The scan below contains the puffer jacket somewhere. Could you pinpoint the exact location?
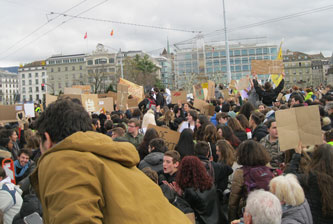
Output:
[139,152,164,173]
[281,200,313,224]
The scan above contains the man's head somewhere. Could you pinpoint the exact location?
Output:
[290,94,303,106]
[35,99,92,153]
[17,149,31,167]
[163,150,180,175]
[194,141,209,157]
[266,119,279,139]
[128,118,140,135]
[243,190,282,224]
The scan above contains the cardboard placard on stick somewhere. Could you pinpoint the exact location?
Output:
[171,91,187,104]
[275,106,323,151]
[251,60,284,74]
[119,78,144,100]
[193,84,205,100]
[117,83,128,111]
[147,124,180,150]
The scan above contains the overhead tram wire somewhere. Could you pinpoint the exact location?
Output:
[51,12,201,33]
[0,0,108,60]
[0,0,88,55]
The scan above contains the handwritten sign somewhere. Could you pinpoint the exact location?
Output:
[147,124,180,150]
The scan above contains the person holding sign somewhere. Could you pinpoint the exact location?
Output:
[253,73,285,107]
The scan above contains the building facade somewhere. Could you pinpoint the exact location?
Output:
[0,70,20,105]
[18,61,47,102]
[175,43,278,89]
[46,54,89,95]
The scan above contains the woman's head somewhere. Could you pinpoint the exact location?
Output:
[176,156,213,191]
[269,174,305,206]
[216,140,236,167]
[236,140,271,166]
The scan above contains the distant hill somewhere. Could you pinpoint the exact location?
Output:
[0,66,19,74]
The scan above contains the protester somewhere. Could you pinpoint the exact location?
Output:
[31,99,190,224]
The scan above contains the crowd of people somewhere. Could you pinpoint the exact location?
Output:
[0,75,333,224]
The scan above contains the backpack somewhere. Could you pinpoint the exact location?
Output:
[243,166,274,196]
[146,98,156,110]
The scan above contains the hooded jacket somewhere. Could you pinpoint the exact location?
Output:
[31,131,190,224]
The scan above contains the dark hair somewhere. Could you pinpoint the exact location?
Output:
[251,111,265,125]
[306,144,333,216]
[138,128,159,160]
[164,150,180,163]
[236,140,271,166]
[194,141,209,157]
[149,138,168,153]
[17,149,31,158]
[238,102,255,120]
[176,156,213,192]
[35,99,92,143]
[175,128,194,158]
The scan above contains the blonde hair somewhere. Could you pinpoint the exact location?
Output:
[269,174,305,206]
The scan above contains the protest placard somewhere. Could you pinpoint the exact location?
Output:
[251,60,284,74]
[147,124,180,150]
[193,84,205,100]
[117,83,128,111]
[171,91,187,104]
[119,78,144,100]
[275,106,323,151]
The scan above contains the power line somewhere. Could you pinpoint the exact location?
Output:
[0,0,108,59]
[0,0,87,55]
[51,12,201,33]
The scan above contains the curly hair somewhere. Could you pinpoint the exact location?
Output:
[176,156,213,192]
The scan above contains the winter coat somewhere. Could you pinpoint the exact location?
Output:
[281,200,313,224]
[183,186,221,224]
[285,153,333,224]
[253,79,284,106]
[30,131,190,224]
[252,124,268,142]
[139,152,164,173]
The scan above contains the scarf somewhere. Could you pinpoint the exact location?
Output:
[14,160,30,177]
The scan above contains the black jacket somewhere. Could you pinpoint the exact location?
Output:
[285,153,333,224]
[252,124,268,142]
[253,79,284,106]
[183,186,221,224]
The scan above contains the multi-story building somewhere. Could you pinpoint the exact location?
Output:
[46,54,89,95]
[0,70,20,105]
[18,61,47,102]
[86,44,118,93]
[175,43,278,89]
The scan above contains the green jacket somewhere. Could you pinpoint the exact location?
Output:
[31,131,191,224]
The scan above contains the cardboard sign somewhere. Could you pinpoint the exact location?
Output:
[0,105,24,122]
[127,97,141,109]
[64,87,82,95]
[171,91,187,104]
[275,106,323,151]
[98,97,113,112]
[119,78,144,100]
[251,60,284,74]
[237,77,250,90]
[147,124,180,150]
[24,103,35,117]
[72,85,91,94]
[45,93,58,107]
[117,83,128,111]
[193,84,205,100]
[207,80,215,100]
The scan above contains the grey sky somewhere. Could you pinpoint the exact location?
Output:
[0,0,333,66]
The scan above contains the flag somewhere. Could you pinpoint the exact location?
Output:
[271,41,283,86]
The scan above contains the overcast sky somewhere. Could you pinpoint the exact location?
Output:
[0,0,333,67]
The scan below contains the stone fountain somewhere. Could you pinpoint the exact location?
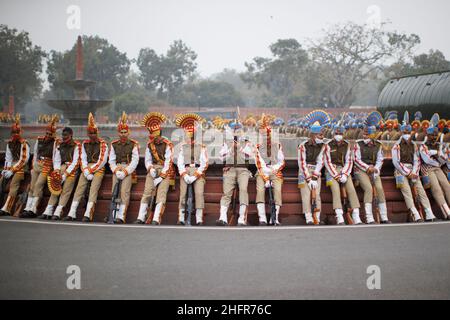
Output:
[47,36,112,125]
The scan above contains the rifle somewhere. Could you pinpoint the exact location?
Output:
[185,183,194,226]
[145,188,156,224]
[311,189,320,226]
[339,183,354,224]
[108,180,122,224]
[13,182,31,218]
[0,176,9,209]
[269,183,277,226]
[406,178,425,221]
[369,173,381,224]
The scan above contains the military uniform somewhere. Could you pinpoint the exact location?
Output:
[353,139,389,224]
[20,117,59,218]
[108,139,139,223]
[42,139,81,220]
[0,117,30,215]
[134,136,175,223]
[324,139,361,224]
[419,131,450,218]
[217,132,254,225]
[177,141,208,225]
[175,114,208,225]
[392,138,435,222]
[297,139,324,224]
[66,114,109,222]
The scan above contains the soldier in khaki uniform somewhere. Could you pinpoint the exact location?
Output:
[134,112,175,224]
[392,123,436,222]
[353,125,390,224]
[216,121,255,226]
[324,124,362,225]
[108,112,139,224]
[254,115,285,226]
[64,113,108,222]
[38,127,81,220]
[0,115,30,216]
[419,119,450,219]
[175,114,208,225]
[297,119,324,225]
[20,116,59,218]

- - -

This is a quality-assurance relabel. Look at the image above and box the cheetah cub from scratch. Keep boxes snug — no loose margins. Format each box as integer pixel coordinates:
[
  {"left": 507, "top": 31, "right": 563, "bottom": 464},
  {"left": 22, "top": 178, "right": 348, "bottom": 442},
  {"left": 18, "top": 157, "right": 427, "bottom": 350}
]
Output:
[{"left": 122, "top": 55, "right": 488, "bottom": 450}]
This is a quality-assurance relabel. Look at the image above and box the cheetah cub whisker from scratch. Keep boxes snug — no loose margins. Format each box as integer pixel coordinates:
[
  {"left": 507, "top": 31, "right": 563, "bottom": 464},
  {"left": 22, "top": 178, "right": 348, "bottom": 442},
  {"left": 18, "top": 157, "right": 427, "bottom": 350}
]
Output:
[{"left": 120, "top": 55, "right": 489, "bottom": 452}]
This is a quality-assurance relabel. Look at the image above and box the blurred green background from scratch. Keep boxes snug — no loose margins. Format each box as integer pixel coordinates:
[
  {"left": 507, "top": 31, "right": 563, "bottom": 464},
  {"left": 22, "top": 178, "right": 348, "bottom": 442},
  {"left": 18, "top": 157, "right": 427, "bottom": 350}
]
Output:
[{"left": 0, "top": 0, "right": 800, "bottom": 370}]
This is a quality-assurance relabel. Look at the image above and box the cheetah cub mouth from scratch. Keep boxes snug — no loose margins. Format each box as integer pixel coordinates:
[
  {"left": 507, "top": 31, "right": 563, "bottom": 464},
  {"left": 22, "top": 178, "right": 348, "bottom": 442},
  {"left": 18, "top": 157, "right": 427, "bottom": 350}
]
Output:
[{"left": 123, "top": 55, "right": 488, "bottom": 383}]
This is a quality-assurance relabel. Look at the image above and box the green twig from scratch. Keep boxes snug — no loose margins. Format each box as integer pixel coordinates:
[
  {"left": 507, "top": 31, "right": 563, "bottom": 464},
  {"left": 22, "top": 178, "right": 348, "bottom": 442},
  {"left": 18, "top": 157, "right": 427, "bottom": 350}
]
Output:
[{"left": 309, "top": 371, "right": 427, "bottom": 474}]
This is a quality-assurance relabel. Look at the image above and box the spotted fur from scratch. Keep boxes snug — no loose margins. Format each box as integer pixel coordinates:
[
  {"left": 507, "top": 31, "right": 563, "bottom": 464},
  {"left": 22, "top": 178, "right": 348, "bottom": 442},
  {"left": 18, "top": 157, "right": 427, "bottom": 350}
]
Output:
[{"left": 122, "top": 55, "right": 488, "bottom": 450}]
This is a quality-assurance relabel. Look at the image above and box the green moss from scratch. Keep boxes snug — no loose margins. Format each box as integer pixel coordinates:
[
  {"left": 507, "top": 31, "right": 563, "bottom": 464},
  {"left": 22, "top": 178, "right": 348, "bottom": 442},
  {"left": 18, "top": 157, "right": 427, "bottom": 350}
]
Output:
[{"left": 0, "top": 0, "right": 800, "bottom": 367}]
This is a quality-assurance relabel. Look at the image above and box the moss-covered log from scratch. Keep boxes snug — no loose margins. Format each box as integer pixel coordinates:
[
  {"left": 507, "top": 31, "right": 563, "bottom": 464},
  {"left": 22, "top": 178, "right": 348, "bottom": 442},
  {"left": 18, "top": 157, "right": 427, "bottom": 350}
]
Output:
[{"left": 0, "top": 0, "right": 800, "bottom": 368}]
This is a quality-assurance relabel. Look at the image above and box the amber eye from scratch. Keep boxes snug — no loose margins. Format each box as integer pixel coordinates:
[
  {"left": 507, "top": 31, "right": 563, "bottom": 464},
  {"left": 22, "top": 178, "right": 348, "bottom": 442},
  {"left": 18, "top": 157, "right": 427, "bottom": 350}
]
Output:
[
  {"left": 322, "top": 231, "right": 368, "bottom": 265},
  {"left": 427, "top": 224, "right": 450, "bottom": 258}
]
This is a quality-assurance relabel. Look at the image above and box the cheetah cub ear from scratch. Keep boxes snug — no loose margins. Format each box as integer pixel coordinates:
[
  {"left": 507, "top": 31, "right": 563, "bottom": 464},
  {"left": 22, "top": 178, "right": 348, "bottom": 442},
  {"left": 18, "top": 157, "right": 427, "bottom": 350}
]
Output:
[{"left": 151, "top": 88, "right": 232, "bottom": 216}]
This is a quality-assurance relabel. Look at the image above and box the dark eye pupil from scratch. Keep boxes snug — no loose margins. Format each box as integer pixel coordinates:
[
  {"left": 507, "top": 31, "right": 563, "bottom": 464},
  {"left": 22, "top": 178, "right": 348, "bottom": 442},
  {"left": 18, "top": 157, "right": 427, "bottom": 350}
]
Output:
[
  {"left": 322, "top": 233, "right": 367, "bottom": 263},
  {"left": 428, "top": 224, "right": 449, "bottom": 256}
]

- - -

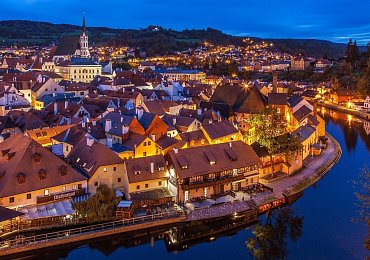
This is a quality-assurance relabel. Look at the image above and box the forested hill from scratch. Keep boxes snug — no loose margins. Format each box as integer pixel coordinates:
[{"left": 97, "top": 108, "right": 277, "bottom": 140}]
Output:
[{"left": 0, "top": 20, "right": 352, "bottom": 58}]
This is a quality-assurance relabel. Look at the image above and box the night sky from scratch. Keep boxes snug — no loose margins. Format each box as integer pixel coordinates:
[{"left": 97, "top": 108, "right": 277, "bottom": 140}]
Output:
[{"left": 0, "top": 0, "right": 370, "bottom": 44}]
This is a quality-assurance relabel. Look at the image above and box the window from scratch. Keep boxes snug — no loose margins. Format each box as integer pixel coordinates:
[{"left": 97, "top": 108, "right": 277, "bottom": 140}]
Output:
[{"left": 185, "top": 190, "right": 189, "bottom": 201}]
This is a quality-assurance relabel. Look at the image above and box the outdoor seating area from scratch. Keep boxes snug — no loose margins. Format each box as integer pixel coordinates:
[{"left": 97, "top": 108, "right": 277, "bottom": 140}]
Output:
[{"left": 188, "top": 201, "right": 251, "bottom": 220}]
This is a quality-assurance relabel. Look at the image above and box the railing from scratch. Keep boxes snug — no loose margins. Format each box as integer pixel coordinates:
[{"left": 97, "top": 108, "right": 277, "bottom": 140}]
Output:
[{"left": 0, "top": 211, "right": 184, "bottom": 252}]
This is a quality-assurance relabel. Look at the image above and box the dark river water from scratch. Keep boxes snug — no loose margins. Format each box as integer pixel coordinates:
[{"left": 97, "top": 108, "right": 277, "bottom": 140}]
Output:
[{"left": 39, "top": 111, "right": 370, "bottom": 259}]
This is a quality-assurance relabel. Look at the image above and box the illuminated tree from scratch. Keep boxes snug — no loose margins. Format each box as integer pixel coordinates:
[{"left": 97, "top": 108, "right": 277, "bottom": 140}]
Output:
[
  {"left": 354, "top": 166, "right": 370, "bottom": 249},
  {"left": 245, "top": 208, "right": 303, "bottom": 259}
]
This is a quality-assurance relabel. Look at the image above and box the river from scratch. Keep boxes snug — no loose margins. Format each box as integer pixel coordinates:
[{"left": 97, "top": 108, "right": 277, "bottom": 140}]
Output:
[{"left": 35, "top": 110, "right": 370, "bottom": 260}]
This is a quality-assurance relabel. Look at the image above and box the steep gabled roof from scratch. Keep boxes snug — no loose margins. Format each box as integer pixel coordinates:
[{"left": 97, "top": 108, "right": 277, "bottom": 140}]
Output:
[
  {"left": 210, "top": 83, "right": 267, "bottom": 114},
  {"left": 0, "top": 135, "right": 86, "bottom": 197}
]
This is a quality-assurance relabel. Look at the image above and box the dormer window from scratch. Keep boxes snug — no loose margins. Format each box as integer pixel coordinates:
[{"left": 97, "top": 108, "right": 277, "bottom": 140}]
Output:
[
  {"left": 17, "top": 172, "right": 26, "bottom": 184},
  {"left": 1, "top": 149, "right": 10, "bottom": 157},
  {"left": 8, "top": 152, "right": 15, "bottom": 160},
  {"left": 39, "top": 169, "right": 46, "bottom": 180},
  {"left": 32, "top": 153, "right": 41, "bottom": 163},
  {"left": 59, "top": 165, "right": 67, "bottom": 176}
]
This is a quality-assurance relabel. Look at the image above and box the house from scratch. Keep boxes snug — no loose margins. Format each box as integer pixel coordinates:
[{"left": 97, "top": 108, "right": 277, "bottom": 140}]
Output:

- - -

Retype the records from the line containing "The scan above contains the winter" through the line containing "[0,0,333,66]", keeping both of those lines and making no changes.

The scan above contains the winter coat somewhere. Could you pinpoint the exact location?
Output:
[281,200,313,224]
[183,186,221,224]
[285,153,333,224]
[253,79,284,106]
[30,131,190,224]
[252,124,268,142]
[139,152,164,173]
The scan above contains the scarf somewhere. Could you pinpoint the exact location?
Output:
[14,160,30,177]
The scan above contains the black jacket somewhere. Could you pinpoint the exact location?
Output:
[285,153,333,224]
[252,124,268,142]
[253,79,284,106]
[183,186,221,224]
The scan above contains the multi-story building somewhere. Could you pinpoint the exact location?
Output:
[46,54,89,95]
[0,70,20,105]
[18,61,47,102]
[86,44,118,93]
[175,43,278,89]
The scan above contains the green jacket somewhere. Could you pinpoint the exact location?
Output:
[31,131,191,224]
The scan above contains the cardboard sign somewhere. Could you pinpoint the exact location?
Output:
[0,105,24,122]
[127,97,141,109]
[64,87,82,95]
[171,91,187,104]
[275,106,323,151]
[98,97,113,112]
[119,78,144,100]
[251,60,284,74]
[237,77,250,90]
[147,124,180,150]
[24,103,35,117]
[72,85,91,94]
[45,93,58,107]
[117,83,128,111]
[193,84,205,100]
[207,80,215,100]
The scan above contains the grey sky somewhere. Could you pinpoint the exact location?
Output:
[0,0,333,66]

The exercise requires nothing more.